(begin)

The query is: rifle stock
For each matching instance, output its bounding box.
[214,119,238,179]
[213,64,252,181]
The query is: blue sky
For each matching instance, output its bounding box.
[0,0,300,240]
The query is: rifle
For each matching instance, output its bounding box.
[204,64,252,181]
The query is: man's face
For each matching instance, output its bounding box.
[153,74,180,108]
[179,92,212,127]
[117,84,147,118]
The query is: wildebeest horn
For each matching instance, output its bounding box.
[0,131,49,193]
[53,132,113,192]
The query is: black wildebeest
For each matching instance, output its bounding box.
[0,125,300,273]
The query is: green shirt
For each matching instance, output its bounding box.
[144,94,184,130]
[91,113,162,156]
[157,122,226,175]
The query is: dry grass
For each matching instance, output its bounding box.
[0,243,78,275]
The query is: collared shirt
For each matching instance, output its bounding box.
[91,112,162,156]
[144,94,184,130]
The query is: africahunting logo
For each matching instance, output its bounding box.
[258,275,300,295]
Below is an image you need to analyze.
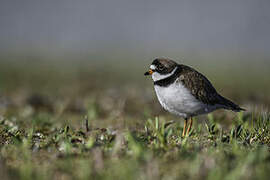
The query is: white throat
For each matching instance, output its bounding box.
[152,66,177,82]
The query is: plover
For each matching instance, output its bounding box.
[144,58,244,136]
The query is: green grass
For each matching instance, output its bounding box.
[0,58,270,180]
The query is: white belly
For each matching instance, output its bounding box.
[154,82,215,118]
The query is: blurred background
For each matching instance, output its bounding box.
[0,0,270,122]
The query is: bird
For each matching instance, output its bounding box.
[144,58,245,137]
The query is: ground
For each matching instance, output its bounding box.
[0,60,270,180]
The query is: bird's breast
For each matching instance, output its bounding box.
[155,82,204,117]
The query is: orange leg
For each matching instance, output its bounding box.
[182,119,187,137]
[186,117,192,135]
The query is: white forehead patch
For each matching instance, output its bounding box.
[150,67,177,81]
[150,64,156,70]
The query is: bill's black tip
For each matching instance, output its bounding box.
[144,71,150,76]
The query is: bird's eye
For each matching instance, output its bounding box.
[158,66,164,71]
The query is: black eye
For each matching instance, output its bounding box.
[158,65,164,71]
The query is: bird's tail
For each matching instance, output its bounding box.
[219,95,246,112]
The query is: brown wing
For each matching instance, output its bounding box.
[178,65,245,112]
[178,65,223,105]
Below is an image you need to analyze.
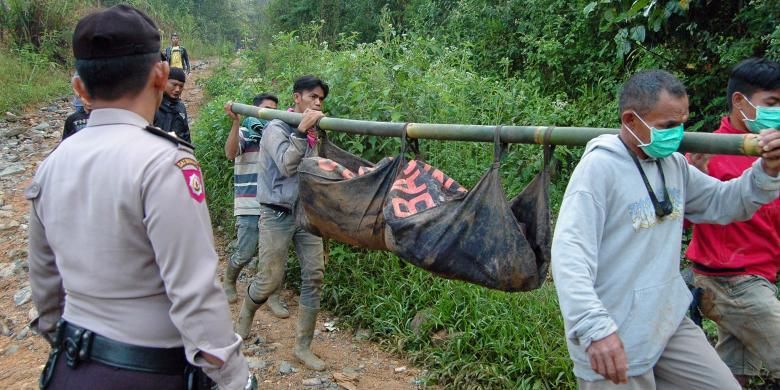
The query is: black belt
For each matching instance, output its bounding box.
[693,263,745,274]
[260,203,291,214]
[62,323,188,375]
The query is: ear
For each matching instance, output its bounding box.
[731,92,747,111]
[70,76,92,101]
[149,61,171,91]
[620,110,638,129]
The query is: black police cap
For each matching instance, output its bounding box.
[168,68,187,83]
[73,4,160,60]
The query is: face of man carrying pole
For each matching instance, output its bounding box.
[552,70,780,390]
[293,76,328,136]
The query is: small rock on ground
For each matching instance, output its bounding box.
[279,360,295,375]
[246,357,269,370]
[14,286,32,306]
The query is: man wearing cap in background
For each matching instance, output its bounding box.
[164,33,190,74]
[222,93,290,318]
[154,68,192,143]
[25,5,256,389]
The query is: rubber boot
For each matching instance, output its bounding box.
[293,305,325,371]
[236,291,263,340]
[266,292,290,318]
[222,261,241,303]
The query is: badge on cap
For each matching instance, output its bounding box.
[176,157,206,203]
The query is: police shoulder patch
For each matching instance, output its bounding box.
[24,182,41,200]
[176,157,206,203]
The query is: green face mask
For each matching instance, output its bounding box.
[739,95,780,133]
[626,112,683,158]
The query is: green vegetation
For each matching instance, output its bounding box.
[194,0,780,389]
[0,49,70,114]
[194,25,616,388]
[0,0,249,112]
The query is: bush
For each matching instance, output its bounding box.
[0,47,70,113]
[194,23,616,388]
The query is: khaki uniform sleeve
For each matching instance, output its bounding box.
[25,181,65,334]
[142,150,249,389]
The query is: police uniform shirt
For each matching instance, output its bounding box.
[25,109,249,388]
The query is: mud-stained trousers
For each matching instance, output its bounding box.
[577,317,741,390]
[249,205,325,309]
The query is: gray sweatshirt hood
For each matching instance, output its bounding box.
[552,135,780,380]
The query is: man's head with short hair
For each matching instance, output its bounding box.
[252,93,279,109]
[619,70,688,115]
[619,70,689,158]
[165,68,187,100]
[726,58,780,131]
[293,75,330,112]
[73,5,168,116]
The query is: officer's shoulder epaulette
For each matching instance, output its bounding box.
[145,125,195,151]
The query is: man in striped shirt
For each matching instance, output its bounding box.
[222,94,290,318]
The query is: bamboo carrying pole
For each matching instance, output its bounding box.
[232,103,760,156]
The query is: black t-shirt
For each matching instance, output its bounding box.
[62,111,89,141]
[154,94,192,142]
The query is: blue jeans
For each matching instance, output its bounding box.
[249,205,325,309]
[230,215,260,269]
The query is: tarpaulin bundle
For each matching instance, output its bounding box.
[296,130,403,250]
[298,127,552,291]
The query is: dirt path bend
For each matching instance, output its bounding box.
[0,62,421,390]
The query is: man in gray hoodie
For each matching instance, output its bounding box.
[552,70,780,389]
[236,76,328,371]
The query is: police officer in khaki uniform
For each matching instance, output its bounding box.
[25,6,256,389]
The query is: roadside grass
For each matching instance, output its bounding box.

(end)

Task to carry out - Rewrite all of the records above, changing every "bounding box" to "outline box" and keeping everything else the same. Leave out the pictures.

The output -
The query is: rifle stock
For each matching instance, output its outline box.
[214,119,238,179]
[213,64,252,181]
The query is: blue sky
For each matching instance, output its outline box.
[0,0,300,240]
The query is: rifle
For each matching instance, output its outline box.
[204,64,252,181]
The query is: man's face
For each matching instance, output its outline box.
[153,74,180,108]
[179,92,212,127]
[117,84,147,118]
The query is: wildebeest horn
For each matching instance, output its outline box.
[0,131,49,193]
[53,132,113,192]
The query is: black wildebeest
For each matching instance, output its outline box.
[0,125,300,273]
The query is: green shirt
For each matching instance, output its outline box.
[144,94,184,130]
[91,113,162,156]
[157,122,226,175]
The query is: dry grass
For each matching instance, output its outline box.
[0,243,78,275]
The query is: collared shirt
For each matching instance, output its outline box.
[91,112,162,156]
[144,94,184,130]
The query is: africahunting logo
For each matching instance, output its outline box.
[258,275,300,295]
Below is an image you need to analyze.
The query is: white throat
For each matching instance, output its outline box.
[152,66,177,82]
The query is: plover
For each matching instance, output its outline box.
[144,58,244,136]
The query is: green grass
For each matching instance, output its outline box.
[0,58,270,180]
The query is: white belly
For each matching instance, output its outline box.
[154,82,215,118]
The query is: blurred background
For each matching instance, output its outline box.
[0,0,270,122]
The query is: bird
For each matching instance, output its outline box.
[144,58,245,137]
The query is: ground
For each matching instance, output its outline box.
[0,60,270,180]
The query is: bird's breast
For each matching instance, output its outline box.
[155,82,204,117]
The query is: orange leg
For each matching instance, output its outline box.
[182,119,187,137]
[186,117,192,135]
The query is: white forehead patch
For each matching instance, output its outline box.
[150,67,177,81]
[150,64,156,70]
The query is: bill's black tip
For each matching instance, output its outline box.
[144,71,150,76]
The query is: bird's eye
For each matching instance, output its outline box.
[158,66,164,71]
The query is: black eye
For each matching instance, output its outline box.
[158,65,164,71]
The query is: bird's tail
For each matching instance, output its outline box.
[219,95,246,112]
The query is: brown wing
For each matching instance, output its outline box.
[178,65,245,112]
[178,65,223,105]
Below is an image you need to analyze.
The query is: black belt
For each matching instance, output its outline box.
[693,263,745,274]
[260,203,291,214]
[62,323,188,375]
The query is: ear
For each matching instance, output its outline box.
[731,92,747,111]
[70,76,92,101]
[149,61,171,91]
[620,110,638,129]
The query is: black police cap
For each matching instance, output its outline box.
[168,68,187,83]
[73,4,160,60]
The query is: face of man carrying pole
For each matching instance, output its outline box.
[552,70,780,390]
[293,76,328,136]
The query is: small rock on ground
For each matching instance, output its outline box.
[279,360,295,375]
[246,357,269,370]
[14,286,32,306]
The query is: man wearing cap in background
For each matching instance, output its outline box.
[164,33,190,74]
[222,93,290,318]
[154,68,192,143]
[25,5,256,389]
The query is: rubber boot
For each matching instance, output its outline box.
[293,305,325,371]
[236,291,263,340]
[266,292,290,318]
[222,261,241,303]
The query is: badge on cap
For each matching instance, output its outline box.
[176,157,206,203]
The query is: police shoulder patch
For each matching instance, output its outline box.
[24,182,41,200]
[176,157,206,203]
The query is: green face mask
For each matching instance, output its outline box.
[739,95,780,133]
[626,112,683,158]
The query is: green vegetation
For each matching instance, output its outline box.
[194,0,780,389]
[0,49,70,114]
[194,25,616,388]
[0,0,249,112]
The query is: bush
For each matching instance, output its outline box.
[0,47,70,113]
[194,23,616,388]
The query is: khaki uniform sleeve
For each matching instance, output its outline box.
[25,181,65,334]
[142,150,249,389]
The query is: police uniform shirt
For each matching instance, output its outline box.
[25,109,249,388]
The query is: mud-stained trousers
For each matching instance, output its outline box.
[577,317,741,390]
[249,205,325,309]
The query is: gray sweatshirt hood
For each matching instance, output its outline box.
[552,135,780,380]
The query is: man's head with short hair
For each matching instance, output its outline box.
[252,93,279,109]
[619,70,688,115]
[619,70,689,158]
[165,68,187,100]
[726,58,780,131]
[293,75,330,112]
[73,5,168,116]
The query is: officer's shoulder epaulette
For each matching instance, output its outline box.
[145,125,195,151]
The query is: man in striped shirt
For each matching instance, output its outline box.
[222,94,290,318]
The query is: bamboo carrying pole
For each matching instance, output its outline box.
[232,103,760,156]
The query is: black t-shirt
For each matching instance, output its outline box.
[62,111,89,141]
[154,94,192,142]
The query is: blue jeans
For each matching instance, output its outline box.
[249,205,325,309]
[230,215,260,269]
The query is: tarpaulin bundle
For each matching instance, output its outline box.
[296,130,403,250]
[298,127,552,291]
The query is: dirt path bend
For each matching instance, output its outline box.
[0,62,421,390]
The query is: man in gray hoodie
For each matching instance, output its outline box.
[552,70,780,389]
[236,76,328,371]
The query is: police officer in khaki uniform
For each matching instance, output its outline box.
[25,6,256,389]
The query is: roadside grass
For each matching instance, output its outline box.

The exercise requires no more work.